# WHAT TO DO
Can you give all the records again without altering a single character?

## Start SOURCE MATERIAL

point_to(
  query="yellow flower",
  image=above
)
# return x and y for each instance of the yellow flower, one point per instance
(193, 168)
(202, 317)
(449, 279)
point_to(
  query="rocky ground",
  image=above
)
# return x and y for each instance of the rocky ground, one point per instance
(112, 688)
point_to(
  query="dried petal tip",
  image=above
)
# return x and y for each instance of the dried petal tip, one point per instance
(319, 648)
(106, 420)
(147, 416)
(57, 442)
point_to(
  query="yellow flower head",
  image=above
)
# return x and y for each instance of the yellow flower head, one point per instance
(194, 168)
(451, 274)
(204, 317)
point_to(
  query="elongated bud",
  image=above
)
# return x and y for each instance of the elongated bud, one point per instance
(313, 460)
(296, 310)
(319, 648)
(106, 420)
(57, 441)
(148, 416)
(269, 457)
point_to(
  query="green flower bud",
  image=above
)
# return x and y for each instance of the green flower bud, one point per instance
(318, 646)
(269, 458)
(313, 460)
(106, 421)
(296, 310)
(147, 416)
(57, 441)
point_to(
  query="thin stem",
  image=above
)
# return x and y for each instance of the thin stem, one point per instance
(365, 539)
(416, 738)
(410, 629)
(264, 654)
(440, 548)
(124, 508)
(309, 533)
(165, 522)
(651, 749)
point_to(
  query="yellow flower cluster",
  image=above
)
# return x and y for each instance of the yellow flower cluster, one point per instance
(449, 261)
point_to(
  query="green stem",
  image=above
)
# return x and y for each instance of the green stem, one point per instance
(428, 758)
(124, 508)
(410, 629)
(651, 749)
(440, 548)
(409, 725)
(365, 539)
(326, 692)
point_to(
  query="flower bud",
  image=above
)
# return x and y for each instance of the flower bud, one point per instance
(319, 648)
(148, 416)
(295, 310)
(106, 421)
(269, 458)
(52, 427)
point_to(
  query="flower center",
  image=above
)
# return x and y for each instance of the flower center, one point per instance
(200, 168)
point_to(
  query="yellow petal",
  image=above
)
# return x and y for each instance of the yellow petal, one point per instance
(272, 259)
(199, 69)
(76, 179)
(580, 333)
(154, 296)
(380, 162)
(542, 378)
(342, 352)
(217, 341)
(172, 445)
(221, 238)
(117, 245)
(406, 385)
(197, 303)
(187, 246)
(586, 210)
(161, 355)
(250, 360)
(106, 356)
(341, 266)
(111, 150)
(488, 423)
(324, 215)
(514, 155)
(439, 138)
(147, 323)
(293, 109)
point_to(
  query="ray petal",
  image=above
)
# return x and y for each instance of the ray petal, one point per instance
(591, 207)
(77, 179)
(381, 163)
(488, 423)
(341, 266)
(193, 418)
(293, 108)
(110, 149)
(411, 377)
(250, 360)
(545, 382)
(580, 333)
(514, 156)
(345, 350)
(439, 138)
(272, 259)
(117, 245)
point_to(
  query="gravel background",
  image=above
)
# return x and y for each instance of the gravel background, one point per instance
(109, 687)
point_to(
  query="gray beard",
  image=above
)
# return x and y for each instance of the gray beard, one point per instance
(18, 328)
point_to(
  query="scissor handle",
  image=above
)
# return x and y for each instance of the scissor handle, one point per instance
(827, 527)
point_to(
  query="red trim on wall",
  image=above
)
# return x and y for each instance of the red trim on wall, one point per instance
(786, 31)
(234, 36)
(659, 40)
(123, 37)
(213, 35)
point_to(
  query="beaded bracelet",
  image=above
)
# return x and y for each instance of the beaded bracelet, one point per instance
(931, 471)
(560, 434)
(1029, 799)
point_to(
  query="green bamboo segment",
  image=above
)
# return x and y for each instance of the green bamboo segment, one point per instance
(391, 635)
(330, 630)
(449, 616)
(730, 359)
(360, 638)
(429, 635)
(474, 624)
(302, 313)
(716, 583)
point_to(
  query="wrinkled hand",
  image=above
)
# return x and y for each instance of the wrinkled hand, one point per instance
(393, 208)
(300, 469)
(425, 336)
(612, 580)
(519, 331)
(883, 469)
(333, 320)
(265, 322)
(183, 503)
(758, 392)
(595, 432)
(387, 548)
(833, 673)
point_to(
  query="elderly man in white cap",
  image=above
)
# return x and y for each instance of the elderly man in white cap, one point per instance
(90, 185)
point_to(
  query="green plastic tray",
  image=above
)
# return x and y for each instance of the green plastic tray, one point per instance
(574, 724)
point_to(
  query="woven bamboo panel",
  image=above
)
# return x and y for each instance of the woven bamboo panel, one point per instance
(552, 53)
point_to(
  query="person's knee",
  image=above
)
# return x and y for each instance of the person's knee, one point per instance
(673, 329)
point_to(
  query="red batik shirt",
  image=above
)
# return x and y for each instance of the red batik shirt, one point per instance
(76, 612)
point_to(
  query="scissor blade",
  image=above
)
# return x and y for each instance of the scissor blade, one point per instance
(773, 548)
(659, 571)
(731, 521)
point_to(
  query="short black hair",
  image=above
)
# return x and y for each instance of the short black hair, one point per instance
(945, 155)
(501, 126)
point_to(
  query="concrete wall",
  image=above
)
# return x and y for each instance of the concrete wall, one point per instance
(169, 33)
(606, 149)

## End SOURCE MATERIAL

# OUTPUT BELOW
point_to(
  query="yellow flower",
  image=above
)
# return x and y for each instance of the yellow flower, one point per instance
(193, 168)
(202, 317)
(449, 279)
point_to(
  query="rocky ground",
  image=above
)
# return x and y for each instance of the rocky ground, one point per instance
(112, 688)
point_to(
  query="dried petal tip",
  image=above
)
# return x and y for each instance of the dried petal tip, one point per instance
(319, 648)
(106, 420)
(147, 416)
(57, 442)
point_to(
  query="yellow flower head",
  image=above
)
# return x and y for each instance of the yellow flower head, one point per instance
(194, 168)
(451, 274)
(204, 317)
point_to(
  query="elongated bud",
  image=above
)
# return x and y for each instance of the elongated bud, one point per instance
(313, 460)
(296, 310)
(319, 648)
(106, 420)
(57, 441)
(148, 416)
(269, 457)
point_to(
  query="green flower bud",
  image=above
)
# return x and y for each instance of the green flower bud, one point per instance
(318, 646)
(269, 458)
(313, 460)
(106, 421)
(296, 310)
(147, 416)
(57, 441)
point_to(
  query="thin stem",
  image=above
)
# return x and y for each instance of the thin stem, one point per instance
(365, 539)
(416, 738)
(410, 629)
(264, 654)
(440, 548)
(124, 508)
(309, 533)
(165, 522)
(651, 749)
point_to(
  query="yellow flower cluster",
  image=above
)
# return x and y for each instance of the yellow flower cluster, one point per instance
(449, 261)
point_to(
  query="green stem",
  image=above
)
# return x and y for each instance of the green stem, one point per instance
(428, 758)
(124, 508)
(410, 629)
(651, 749)
(440, 548)
(409, 725)
(365, 539)
(326, 692)
point_to(
  query="flower bud",
  image=above
)
# return x and y for each instance of the flower bud, one point per instance
(319, 648)
(148, 416)
(295, 310)
(106, 421)
(269, 458)
(52, 427)
point_to(
  query="flower center",
  image=above
)
# return x and y for each instance of the flower center, one point per instance
(200, 168)
point_to(
  query="yellow petal",
  image=above
)
# return x and y for each instance of the yellow petal, one point per instance
(272, 259)
(199, 69)
(76, 179)
(580, 333)
(154, 296)
(380, 162)
(542, 378)
(342, 352)
(217, 341)
(172, 445)
(221, 238)
(117, 245)
(406, 385)
(197, 303)
(187, 246)
(586, 210)
(161, 355)
(250, 360)
(106, 356)
(341, 266)
(111, 150)
(488, 423)
(324, 215)
(514, 155)
(439, 138)
(147, 323)
(293, 109)
point_to(
  query="ray petal",
  image=above
)
# return x and y for each instance of the ray petal, one point per instance
(591, 207)
(77, 179)
(381, 163)
(488, 423)
(341, 266)
(193, 418)
(293, 108)
(110, 149)
(411, 377)
(250, 360)
(545, 382)
(580, 333)
(514, 156)
(345, 350)
(439, 138)
(272, 259)
(117, 245)
point_to(
  query="gravel background",
  image=above
)
# return x and y for each instance of the gravel background, one point per instance
(109, 687)
point_to(
  query="gray beard",
  image=above
)
# return x and y for each instance of the gray beard, one point per instance
(18, 328)
point_to(
  query="scissor handle",
  image=above
)
# return x and y for each instance of the scissor handle, one point per instance
(827, 527)
point_to(
  query="red trim on wall",
  image=above
)
# return x and y for each instance of the red trim on wall, one point per instance
(786, 31)
(234, 36)
(659, 40)
(123, 37)
(213, 35)
point_to(
  query="beaded bracelet",
  image=above
)
# return x and y for each instance of the beaded bracelet, one point per instance
(931, 471)
(560, 434)
(1029, 799)
point_to(
  query="green bamboo segment",
  image=above
)
# return x and y for each instance of the green bamboo segment, one point per instance
(391, 635)
(330, 630)
(449, 616)
(730, 359)
(360, 638)
(429, 635)
(474, 624)
(302, 313)
(716, 583)
point_to(
  query="wrinkled hand",
  image=above
)
# return x and y for each instance of the wrinkled hand, one point per instance
(393, 208)
(300, 469)
(425, 336)
(612, 580)
(519, 331)
(883, 469)
(333, 320)
(265, 322)
(183, 503)
(758, 392)
(595, 432)
(387, 548)
(833, 673)
point_to(
  query="elderly man in white cap",
  image=above
)
# return x and y for each instance of the elderly man in white cap, one point per instance
(90, 185)
point_to(
  query="green plastic tray",
  image=above
)
# return x and y for each instance of the green plastic tray, one point per instance
(574, 724)
point_to(
  query="woven bamboo panel",
  image=above
)
# return x and y for each instance of the woven bamboo panel, one point per instance
(552, 53)
point_to(
  query="person's knee",
  image=above
)
# return x and y for each instance of the person's knee, one point per instance
(673, 329)
point_to(
  query="red batik shirt",
  image=above
)
# return x and y for each instance of the red batik shirt, one point per instance
(76, 612)
point_to(
  query="scissor blade",
  image=above
)
# return x and y for each instance of the scissor blade, one point per instance
(773, 548)
(659, 571)
(731, 521)
point_to(
  query="short black hair",
  image=above
)
# return x and y for each instance of the short black hair, one point per instance
(945, 155)
(501, 126)
point_to(
  query="concrete wall",
  image=above
)
# return x and y for each instance of the concrete wall, one point per instance
(169, 33)
(606, 149)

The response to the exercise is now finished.